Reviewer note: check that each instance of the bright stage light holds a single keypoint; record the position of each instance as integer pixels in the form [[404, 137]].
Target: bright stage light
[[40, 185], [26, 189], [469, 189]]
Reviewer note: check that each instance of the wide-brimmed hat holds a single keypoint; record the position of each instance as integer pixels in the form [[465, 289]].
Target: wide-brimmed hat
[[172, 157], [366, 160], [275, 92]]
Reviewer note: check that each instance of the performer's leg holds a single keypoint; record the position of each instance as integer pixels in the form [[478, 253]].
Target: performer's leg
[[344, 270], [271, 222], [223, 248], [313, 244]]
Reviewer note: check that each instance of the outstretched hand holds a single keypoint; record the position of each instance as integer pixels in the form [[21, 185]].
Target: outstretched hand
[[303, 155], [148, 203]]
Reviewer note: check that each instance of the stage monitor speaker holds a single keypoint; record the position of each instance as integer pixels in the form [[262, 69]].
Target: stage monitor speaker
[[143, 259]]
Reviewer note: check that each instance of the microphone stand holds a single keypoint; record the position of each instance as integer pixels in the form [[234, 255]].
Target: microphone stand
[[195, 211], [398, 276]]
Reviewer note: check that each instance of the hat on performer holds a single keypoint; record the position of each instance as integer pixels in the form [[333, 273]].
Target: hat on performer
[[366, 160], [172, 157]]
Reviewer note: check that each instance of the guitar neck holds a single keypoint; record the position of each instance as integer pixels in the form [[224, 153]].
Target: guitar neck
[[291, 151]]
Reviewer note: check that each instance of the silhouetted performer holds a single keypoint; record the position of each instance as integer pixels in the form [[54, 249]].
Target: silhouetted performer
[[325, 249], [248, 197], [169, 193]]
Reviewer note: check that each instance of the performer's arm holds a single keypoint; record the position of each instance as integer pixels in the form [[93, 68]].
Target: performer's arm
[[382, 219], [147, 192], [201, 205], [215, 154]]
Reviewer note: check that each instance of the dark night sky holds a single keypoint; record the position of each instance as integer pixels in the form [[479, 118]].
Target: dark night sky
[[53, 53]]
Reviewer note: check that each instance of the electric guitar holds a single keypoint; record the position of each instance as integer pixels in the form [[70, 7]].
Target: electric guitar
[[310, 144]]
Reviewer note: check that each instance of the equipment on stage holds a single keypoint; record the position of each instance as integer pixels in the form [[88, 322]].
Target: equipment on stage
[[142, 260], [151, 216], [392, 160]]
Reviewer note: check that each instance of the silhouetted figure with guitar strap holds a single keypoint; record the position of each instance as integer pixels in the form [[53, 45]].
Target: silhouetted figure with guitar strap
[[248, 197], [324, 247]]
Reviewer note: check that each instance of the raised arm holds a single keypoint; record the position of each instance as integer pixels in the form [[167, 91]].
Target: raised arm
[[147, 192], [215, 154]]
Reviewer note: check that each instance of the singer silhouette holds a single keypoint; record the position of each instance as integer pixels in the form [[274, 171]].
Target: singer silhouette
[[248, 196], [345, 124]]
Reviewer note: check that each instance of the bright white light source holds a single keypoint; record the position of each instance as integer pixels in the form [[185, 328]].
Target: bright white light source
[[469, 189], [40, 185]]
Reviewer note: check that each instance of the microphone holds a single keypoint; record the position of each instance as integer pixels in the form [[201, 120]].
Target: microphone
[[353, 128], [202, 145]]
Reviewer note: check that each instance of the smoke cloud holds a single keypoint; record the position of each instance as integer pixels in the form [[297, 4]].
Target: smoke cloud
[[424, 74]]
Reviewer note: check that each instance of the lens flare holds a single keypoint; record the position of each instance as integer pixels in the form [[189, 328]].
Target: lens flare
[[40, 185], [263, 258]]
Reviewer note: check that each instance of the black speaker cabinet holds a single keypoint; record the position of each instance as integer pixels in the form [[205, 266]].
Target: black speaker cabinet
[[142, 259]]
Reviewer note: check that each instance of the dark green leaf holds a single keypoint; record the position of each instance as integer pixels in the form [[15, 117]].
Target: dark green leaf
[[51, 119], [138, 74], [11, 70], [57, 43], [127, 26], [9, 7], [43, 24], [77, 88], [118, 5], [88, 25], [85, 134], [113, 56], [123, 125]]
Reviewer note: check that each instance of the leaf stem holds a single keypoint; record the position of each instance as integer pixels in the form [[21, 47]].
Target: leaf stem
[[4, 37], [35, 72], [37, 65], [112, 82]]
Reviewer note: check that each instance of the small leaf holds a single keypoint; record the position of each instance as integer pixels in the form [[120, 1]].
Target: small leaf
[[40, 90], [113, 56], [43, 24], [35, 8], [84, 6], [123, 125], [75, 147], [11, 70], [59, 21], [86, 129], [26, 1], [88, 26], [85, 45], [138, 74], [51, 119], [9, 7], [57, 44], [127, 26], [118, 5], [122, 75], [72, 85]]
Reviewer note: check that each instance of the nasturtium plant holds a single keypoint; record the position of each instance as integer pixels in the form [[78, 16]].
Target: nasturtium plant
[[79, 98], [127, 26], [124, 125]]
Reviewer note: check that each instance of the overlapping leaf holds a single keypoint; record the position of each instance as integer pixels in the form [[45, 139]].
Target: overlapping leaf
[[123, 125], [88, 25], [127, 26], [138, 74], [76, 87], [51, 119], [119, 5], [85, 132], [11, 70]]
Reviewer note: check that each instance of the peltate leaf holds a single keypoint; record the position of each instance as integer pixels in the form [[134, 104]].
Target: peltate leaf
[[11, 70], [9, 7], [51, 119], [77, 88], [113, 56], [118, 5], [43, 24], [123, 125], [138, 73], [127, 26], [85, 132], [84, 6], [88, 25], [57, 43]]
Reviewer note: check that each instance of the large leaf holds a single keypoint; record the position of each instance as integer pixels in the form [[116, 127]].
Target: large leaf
········
SET TASK:
Copy out all of the entries above word for word, without changing anything.

RESPONSE TO THIS TASK:
Reviewer note: check that each instance of the bright stage light holds a single keypoint; record the position of each instance as integer pixels in the form [[404, 137]].
Target: bright stage light
[[40, 185], [26, 189], [469, 189]]
Reviewer note: check that each instance of the wide-brimmed hat holds a single keypoint; record the position of each instance as integer pixels in the form [[465, 289]].
Target: wide-brimmed hat
[[172, 157], [366, 160], [275, 92]]
Reviewer note: check that each instance of the performer's leg holds a single keypoint; record the position of each instance as integer pixels in the form [[478, 253]].
Target: performer's leg
[[344, 270], [271, 222], [223, 248], [313, 244]]
Reviewer note: check that each instance of the outstretched hand holds a single keypoint; record the position of each instance as integer pixels in the form [[21, 185]].
Target: outstretched hand
[[303, 155], [148, 203]]
Reviewer note: check that each instance of the stage monitor speaker holds a single keypoint; record the position of each instance as integer pixels in the form [[262, 69]].
Target: stage monitor speaker
[[143, 259]]
Reviewer note: check that each instance of the microphone stand holds a single keypoint; record the position of each instance as integer pixels in the form [[234, 255]].
Target: microphone stand
[[195, 211], [398, 276]]
Reviewer note: check that each instance of the hat on performer holds a single keypoint; record the position of each instance as integer pixels in the form [[333, 273]].
Target: hat on performer
[[366, 160], [172, 157]]
Reviewer note: check that each instance of the guitar neck holds a single keypoint; record the position of each instance as integer pixels in the form [[224, 153]].
Target: guitar neck
[[291, 151]]
Reviewer note: check that each instance of the silhouetted performer holds a single keypoint; record the position of each instance as integer pixels in the form [[54, 249]].
Target: silhouetted performer
[[325, 249], [248, 197], [169, 193]]
Reviewer note: check that each instance of the performer's arm holds a single keypoint; record the position of each instance as integer pixels in the form [[93, 68]].
Target: performer's arm
[[382, 219], [147, 192], [201, 205], [215, 154]]
Reviewer note: check that each instance of the dark night sky holds a single keypoint; record the position of each instance as integer pixels in the form [[479, 118]].
Target: dark night sky
[[53, 53]]
Reviewer note: check that each instance of the electric guitar holds a single keypoint; record the position of each instance as integer pixels in the form [[70, 7]].
Target: electric guitar
[[310, 144]]
Reviewer note: check that each instance of the equipment on stage holds a single keypoint; record the position of each instance as integer pixels in the form [[88, 322]].
Target: equipment on stage
[[142, 260], [151, 216], [392, 160]]
Reviewer note: check that each instance of the silhouetted figure with guitar strap holds a single keypoint; record the position of each instance as integer pixels in the form [[53, 45]].
Target: silhouetted figure with guitar strap
[[248, 197], [324, 247]]
Reviewer note: check that each instance of the raised arm holds a single keypoint; record the position of each instance as integer pixels in the form [[167, 91]].
Target: raised arm
[[147, 192], [215, 154]]
Reviewer note: check that each instance of the singer silhouette holds a single keypoint; record the position of each instance as integer pixels in the form [[274, 171]].
Target: singer silhouette
[[248, 196], [345, 124]]
Reviewer note: check that each instance of the bright white light source holds a single keypoint; record the position of each instance as integer pixels in the form [[185, 328]].
Target: bright white light source
[[469, 189], [40, 185]]
Reviewer note: check that each instance of the microphone holds a single keypoint; record the position of each instance as integer pixels in the form [[201, 120]].
Target: microphone
[[353, 128], [202, 145]]
Reviewer note: check that each instance of the smoke cloud holds a single keypoint; record the position of each instance as integer pixels in the form [[297, 4]].
Target: smoke cloud
[[424, 74]]
Reviewer note: check that each instance of the lens flare holds a single keypoint; record the position of each instance as integer pixels in the form [[189, 328]].
Target: lens flare
[[40, 185], [263, 258]]
Reviewer note: check that each instance of the black speaker cabinet holds a single keypoint; record the position of each instance as integer pixels in the form [[205, 266]].
Target: black speaker cabinet
[[142, 259]]
Reviewer note: check that each instance of the dark green leaf holds a single keypoint; record the position of each instance as integer pixels in the form [[15, 117]].
Target: dark green leaf
[[51, 119], [138, 74], [11, 70], [57, 43], [127, 26], [9, 7], [43, 24], [77, 88], [118, 5], [88, 25], [85, 134], [113, 56], [123, 125]]
Reviewer note: check that each instance of the leaf stem holds a single keypoint; record the position of each instance as integer pixels in the form [[21, 47]].
Target: leaf stem
[[4, 37], [35, 72], [37, 65], [112, 82]]
Reviewer note: check that each instance of the small leaf holds a single keypoint; record the position of each instance as integer pixels in the form [[120, 1]].
Target: small leaf
[[40, 90], [113, 56], [43, 24], [35, 8], [84, 6], [123, 125], [75, 147], [11, 70], [59, 21], [86, 129], [26, 1], [88, 26], [85, 45], [138, 74], [51, 119], [9, 7], [57, 44], [127, 26], [118, 5], [122, 75], [72, 85]]
Reviewer note: check that each instance of the nasturtium plant holds a single keypoint; record the position of each instance as integer pixels in the form [[78, 16]].
Target: nasturtium plant
[[79, 98], [127, 26], [124, 125]]
Reviewer note: check that each instance of the overlapping leaf holds a single keypoint; record the position of each instance as integer pixels in the form [[45, 139]].
Target: overlapping leaf
[[123, 125], [88, 25], [127, 26], [138, 74], [76, 87], [51, 119], [119, 5], [85, 132], [11, 70]]
Reviewer note: check that each instance of the peltate leaf holds a single keypoint; record the position of each instance as integer pixels in the form [[134, 104]].
Target: peltate leaf
[[11, 70], [9, 7], [51, 119], [77, 88], [113, 56], [118, 5], [43, 24], [123, 125], [138, 73], [127, 26], [85, 132], [84, 6], [88, 25], [57, 43]]
Reviewer note: check that each instance of the large leaf holds a single keypoint; record the position of each instance as integer pixels in the form [[116, 127]].
Target: large leaf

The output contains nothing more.